_READING TEXT:_
▬▬▬▬▬▬
But beyond those key facts all remains opaque. As with much else with Brexit, we have no idea as to how existing structures will evolve once we have left. We don’t know if the Commission will remain competent to investigate matters arising before March 2019 or if the ECJ will still have jurisdiction. We don’t know how two parallel jurisdictions will work, as EU competition rules under Articles 101 and 102 TFEU will continue to apply to agreements for the conduct of UK businesses that have an effect within the EU, including the possibility of investigations and fines by the EU Commission. We have no idea of what final form any permanent Brexit treaty will take or even if we will get an Article 50 agreement to leave by March 29, 2019. The exact terms of Transition, if it takes place, and its effects on competition law are unclear. The House of Lords Select Committee Report of last December highlighted an increased burden on business from all this uncertainty. Doubtless there will be work for competition lawyers in all this as well. But, as with almost everything which Brexit throws up, all I can really say about this at present is that it is the very opposite to the principles of “quiet” government that I am enjoined to pray for on a Sunday when I go to church. It seems to me, therefore, that the better contribution I can make to discussion this evening is not to give you more analysis of the possible legal and constitutional consequences of Brexit but to try to go to the heart of the politics, as I see it. Because how the politics plays out in the next few months is going to determine the future economic wellbeing and the security of our country for some time to come.
▬▬▬▬▬▬
_EXERCISE PROMPT:_
From the Brexit passage above, answer briefly:
(a) Which articles of the TFEU will continue to apply to UK businesses' agreements that have an effect within the EU?
(b) Whose report from last December highlighted an increased burden on business from the uncertainty?
(c) What kind of government is the speaker enjoined to pray for on a Sunday?

_SOURCE MATERIAL:_
▬▬▬▬▬▬
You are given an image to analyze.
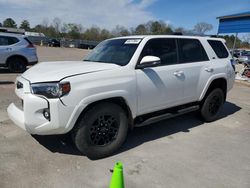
▬▬▬▬▬▬
_SOLUTION FOR THIS EXERCISE:_
(a) Articles 101 and 102 TFEU
(b) The House of Lords Select Committee
(c) "Quiet" government